=== TASK OBJECTIVE ===
Here are some records; quote them exactly, leaving out the pictures.

━━━━━━━━━━━━━━━━

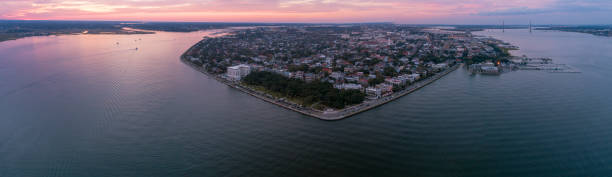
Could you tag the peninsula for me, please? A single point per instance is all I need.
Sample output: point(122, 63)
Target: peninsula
point(335, 71)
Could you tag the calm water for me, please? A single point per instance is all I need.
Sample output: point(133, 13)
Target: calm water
point(85, 106)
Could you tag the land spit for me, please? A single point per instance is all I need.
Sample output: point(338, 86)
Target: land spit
point(323, 115)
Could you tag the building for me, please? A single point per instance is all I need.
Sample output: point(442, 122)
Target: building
point(236, 73)
point(349, 87)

━━━━━━━━━━━━━━━━

=== TASK OUTPUT ===
Could you tag the peninsula for me, please? A single point per instance is all I need.
Sample output: point(122, 63)
Target: peninsula
point(335, 71)
Could you tag the calm water for me, please? A single point per instance is all I need.
Sample output: point(133, 13)
Target: calm water
point(85, 106)
Could you tag the land spit for me, please? A single point per instance is all I need.
Sample output: point(338, 86)
Target: land spit
point(323, 115)
Could you tag the building for me, please? A single point per instance is all I need.
Sample output: point(442, 122)
Target: building
point(236, 73)
point(349, 87)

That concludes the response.